Required action:
Give back the whole listing exactly, line by line.

Entries shown:
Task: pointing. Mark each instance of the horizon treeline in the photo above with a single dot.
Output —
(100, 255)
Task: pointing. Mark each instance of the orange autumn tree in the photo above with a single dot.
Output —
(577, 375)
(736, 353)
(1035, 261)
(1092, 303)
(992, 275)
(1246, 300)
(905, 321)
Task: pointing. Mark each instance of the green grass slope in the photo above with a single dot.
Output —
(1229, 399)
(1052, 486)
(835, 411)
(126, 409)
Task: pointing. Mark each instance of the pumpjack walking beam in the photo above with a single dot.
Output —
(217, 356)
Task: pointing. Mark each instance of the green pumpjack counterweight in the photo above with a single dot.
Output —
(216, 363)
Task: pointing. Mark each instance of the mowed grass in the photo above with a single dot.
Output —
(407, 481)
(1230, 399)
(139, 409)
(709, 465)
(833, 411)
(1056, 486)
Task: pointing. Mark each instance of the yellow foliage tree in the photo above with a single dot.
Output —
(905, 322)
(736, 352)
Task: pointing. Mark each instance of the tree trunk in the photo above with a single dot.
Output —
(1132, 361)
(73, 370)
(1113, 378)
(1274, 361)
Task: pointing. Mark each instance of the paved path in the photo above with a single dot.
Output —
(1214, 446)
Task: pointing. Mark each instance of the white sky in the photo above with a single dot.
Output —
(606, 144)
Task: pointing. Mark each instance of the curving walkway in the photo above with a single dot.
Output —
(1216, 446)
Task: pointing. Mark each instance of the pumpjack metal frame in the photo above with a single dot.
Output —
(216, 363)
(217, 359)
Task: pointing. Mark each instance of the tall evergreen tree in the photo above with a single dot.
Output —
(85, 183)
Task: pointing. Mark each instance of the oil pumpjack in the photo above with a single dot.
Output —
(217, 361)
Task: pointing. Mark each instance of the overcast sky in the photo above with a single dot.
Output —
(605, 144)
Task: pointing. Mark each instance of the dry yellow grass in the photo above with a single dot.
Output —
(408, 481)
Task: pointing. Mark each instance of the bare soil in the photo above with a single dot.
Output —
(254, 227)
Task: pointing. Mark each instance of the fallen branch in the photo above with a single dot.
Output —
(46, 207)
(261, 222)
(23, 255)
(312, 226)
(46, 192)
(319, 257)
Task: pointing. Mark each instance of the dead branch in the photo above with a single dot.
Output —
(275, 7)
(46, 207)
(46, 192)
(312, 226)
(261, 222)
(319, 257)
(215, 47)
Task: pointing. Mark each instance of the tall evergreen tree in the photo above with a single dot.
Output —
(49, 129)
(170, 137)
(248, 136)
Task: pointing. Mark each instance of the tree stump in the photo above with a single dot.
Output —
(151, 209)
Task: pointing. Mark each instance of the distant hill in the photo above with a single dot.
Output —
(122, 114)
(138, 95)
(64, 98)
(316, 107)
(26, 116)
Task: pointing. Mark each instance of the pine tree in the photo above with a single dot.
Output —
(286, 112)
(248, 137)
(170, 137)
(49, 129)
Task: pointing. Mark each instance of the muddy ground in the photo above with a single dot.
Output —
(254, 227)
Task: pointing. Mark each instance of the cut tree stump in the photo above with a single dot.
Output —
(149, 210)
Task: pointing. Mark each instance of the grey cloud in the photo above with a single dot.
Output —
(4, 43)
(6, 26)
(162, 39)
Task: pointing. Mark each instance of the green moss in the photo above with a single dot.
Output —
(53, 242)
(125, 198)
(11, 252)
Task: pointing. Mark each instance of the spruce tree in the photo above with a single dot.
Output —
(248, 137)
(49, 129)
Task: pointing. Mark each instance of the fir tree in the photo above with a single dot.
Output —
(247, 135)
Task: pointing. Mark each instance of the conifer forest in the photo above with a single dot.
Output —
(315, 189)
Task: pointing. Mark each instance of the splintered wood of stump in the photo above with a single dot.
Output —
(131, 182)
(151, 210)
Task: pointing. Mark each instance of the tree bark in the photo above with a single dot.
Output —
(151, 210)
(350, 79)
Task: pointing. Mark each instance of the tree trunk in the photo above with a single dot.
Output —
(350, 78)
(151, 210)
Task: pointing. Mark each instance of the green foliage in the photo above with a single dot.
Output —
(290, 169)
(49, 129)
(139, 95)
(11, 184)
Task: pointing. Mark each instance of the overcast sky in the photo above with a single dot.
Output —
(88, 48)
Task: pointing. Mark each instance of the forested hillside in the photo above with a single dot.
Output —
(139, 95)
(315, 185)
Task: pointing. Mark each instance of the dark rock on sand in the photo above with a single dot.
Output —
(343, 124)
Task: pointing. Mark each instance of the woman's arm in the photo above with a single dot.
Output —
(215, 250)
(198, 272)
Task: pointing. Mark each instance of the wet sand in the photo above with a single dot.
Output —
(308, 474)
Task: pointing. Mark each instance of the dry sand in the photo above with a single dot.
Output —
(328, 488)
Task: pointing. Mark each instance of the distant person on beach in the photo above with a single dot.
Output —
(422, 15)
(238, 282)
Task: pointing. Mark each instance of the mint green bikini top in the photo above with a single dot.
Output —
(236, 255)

Answer box:
Task: pointing. Mark each instance of the horizon treeline in the photo above with a single dot.
Output —
(100, 255)
Task: pointing. Mark each instance of the orange autumn tree in the photo above with a single dot.
Output —
(577, 375)
(736, 353)
(1035, 261)
(1092, 303)
(992, 275)
(1246, 300)
(905, 321)
Task: pointing. Mark each instance of the green grass slope in the photo above with a single dot.
Output —
(1229, 399)
(1052, 486)
(835, 411)
(126, 409)
Task: pointing. Mark each instance of the pumpjack walking beam in the photo above with a single dot.
Output —
(217, 356)
Task: pointing. Mark each instance of the green pumpjack counterweight in the photo above with a single dot.
Output —
(216, 363)
Task: pointing. Mark each instance of the mowed grass in the photo above with a single dot.
Output —
(407, 481)
(1230, 399)
(139, 409)
(709, 465)
(833, 411)
(1056, 486)
Task: pointing. Mark each instance of the yellow foliage tree in the photo above with a single dot.
Output —
(905, 322)
(736, 352)
Task: pointing. Mark each instance of the tree trunk in the photo above with a single dot.
Output —
(1132, 361)
(73, 370)
(1113, 378)
(1274, 361)
Task: pointing. Mark each instance of the paved path in the photo above with a single dot.
Output —
(1214, 446)
Task: pointing. Mark each instance of the white sky in the photo above with a single dot.
Output —
(606, 144)
Task: pointing. Mark each instance of the curving walkway in the photo above with a single dot.
Output —
(1216, 446)
Task: pointing. Mark each instance of the pumpjack metal frame in the photo above with a single dot.
Output —
(216, 363)
(217, 359)
Task: pointing. Mark each instance of the tall evergreen tree in the photo above with a single dot.
Output —
(85, 183)
Task: pointing. Mark each instance of the oil pumpjack in the photo above with a single dot.
Output —
(217, 361)
Task: pointing. Mark each instance of the overcast sky in the photo above with a single dot.
Output —
(605, 144)
Task: pointing. Mark each instance of the dry yellow grass in the photo above with a single dot.
Output —
(408, 481)
Task: pointing. Mark each instance of the bare soil in the photo above with a single dot.
Output —
(254, 227)
Task: pointing. Mark each instance of the fallen branch in the photo above with a single dot.
Output —
(46, 207)
(261, 222)
(23, 255)
(312, 226)
(46, 192)
(319, 257)
Task: pointing. Mark each instance of the dead branch in the photo above with a single dot.
Output —
(275, 7)
(46, 207)
(46, 192)
(312, 226)
(261, 222)
(319, 257)
(215, 47)
Task: pointing. Mark each instance of the tall evergreen tree in the photo above with a single dot.
Output —
(49, 129)
(170, 137)
(248, 136)
Task: pointing. Mark each instance of the tree stump in the photo above with a single dot.
Output —
(151, 209)
Task: pointing. Mark each instance of the distant hill in the photo above with a single dot.
Output —
(122, 114)
(138, 95)
(64, 98)
(316, 107)
(26, 116)
Task: pointing. Mark each instance of the pine tree in the photo above with a single dot.
Output —
(286, 112)
(248, 137)
(170, 137)
(49, 129)
Task: pointing. Mark each instance of the muddy ground in the photo above with a single dot.
Output —
(254, 227)
Task: pointing. Mark each instance of the cut tree stump in the photo above with a single dot.
Output —
(149, 210)
Task: pointing. Mark each instance of the grey cloud in the photo above with a single dot.
Output —
(4, 43)
(6, 26)
(162, 39)
Task: pointing. Mark each instance of the green moss in the photo above with a single dot.
Output —
(53, 242)
(125, 198)
(11, 252)
Task: pointing. Mark each instance of the spruce tree in the photo above with a single dot.
Output —
(248, 137)
(49, 129)
Task: pointing. Mark each instance of the fir tree in the photo above with a single dot.
Output —
(247, 135)
Task: pointing. Mark each instance of the conifer forest in the photo above with a single dot.
Output —
(315, 189)
Task: pointing. Mark each instance of the splintered wood of stump in the photo above with a single dot.
Output —
(131, 182)
(151, 210)
Task: pointing. Mark each instance of the tree bark in the photo above with a single dot.
Output —
(151, 210)
(350, 79)
Task: pointing. Mark each instance of the tree trunk in the photo above with a single dot.
Output —
(350, 78)
(151, 210)
Task: pointing. Mark each instance of the green foliage in the photo above with a single dot.
Output —
(290, 169)
(49, 129)
(139, 95)
(11, 184)
Task: pointing. Mark each instance of the overcast sky in the photo above with a single dot.
Output —
(88, 48)
Task: pointing. Mark each instance of the forested hillside in the photo above with a single dot.
Output —
(139, 95)
(315, 185)
Task: pointing. Mark each instance of the dark rock on sand in the photo above with a single dot.
Output —
(343, 124)
Task: pointing. Mark each instance of the woman's arm in the photo above with a single dot.
Output —
(215, 250)
(198, 272)
Task: pointing. Mark each instance of the wet sand in the photo above with a single dot.
Output —
(308, 474)
Task: pointing. Mark each instance of the dry sand in the photo above with a single dot.
Output —
(328, 488)
Task: pointing. Mark each instance of the distant person on beach in the photo above with a single dot.
Output —
(422, 15)
(238, 282)
Task: pointing. Mark each instance of the mint green bikini top in the photo above with a single dot.
Output —
(236, 255)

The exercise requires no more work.